### Exercise task:
Turn every line of the entries below into a numbered list, skipping any blank lines. Leave the pictures out.

***

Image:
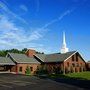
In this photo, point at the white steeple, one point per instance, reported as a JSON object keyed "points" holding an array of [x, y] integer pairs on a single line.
{"points": [[64, 48]]}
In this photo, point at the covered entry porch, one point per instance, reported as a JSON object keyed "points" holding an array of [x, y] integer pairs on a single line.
{"points": [[6, 64]]}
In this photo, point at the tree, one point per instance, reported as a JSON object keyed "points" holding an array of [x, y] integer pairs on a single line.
{"points": [[28, 71]]}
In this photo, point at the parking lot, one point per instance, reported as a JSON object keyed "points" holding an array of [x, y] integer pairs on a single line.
{"points": [[21, 82]]}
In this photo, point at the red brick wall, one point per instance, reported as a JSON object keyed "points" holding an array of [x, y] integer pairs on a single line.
{"points": [[88, 66], [24, 66], [30, 53], [76, 65]]}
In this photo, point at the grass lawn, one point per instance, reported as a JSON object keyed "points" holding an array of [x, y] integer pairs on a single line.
{"points": [[80, 75]]}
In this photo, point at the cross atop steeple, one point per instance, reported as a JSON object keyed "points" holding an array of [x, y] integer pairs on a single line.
{"points": [[64, 48]]}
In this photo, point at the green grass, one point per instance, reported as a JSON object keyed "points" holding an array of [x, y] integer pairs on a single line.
{"points": [[80, 75]]}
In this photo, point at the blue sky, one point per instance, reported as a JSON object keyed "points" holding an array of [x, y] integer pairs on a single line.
{"points": [[39, 24]]}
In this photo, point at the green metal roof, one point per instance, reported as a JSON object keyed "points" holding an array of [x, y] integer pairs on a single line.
{"points": [[22, 58], [6, 61], [54, 57]]}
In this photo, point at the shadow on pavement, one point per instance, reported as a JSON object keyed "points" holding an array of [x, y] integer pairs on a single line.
{"points": [[75, 82]]}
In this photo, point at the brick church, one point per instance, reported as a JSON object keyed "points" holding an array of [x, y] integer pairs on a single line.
{"points": [[65, 62]]}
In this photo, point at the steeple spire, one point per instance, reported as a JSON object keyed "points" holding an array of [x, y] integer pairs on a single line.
{"points": [[64, 49]]}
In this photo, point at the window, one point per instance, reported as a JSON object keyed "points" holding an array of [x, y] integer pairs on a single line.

***

### Answer to this exercise:
1. Image:
2. In this photo, point at the white steeple, one point per instance, reported as a JSON object keyed "points" holding an array of [x, y] integer pairs on a single line.
3. {"points": [[64, 48]]}
4. In this photo, point at the covered entry porch, one point per instance, reported as a JSON object keyed "points" holding an array of [x, y] integer pairs on a single line.
5. {"points": [[6, 64]]}
6. In this photo, point at the tree, one point per instance, reported as a JSON object keyed "points" holding an array of [x, y] integer pairs on a single line.
7. {"points": [[28, 71]]}
8. In this photo, point at the parking lot, one point per instance, reported as a JSON object keyed "points" holding an array of [x, y] integer pairs on a single line.
9. {"points": [[21, 82]]}
10. In this photo, point at the red brick wall, one point per instance, reported as a JSON object keyed "points" holding an array of [x, y] integer pairs on a single line.
11. {"points": [[88, 66], [24, 66], [30, 53], [76, 65]]}
12. In this photo, point at the grass lawn, one point per instance, reported as a JSON object keyed "points" holding an array of [x, y] integer pairs on a single line.
13. {"points": [[80, 75]]}
14. In this photo, point at the cross atop steeple, one point per instance, reported as a JSON object keyed "points" holding an array of [x, y] integer pairs on a single line.
15. {"points": [[64, 48]]}
16. In this photo, point at the green grass, one point per instance, reported as a JSON object keyed "points" holding an array of [x, y] integer pairs on a single line.
17. {"points": [[80, 75]]}
18. In this photo, point at the blue sky, one point per instance, reported as a JSON object keyed "points" holding an array of [x, y] integer pairs on a single line.
19. {"points": [[39, 24]]}
20. In this photo, point at the green metal roof, one point per instance, reported as a JSON object keyed "points" holding an array of [x, y] integer pairs on a single line.
21. {"points": [[22, 58], [6, 61], [54, 57]]}
22. In this photo, point at the shadow on pavement, one point per instance, reported as a JSON object keyed "points" holding an array of [x, y] integer pairs on a single line.
23. {"points": [[75, 82]]}
24. In this photo, point at the brick church, one point per instance, reported as a JSON object keyed "points" holding an array of [x, y] integer pairs on a single line.
25. {"points": [[65, 62]]}
26. In this photo, point at the steeple spire, one point per instance, reported as a JSON object keyed "points" holding an array of [x, y] integer pairs on a single line.
27. {"points": [[64, 49]]}
28. In this photo, point at the window, one point per instance, reported as a JSON object keyed "points" holding an array of [x, y] integer pairs on a single line.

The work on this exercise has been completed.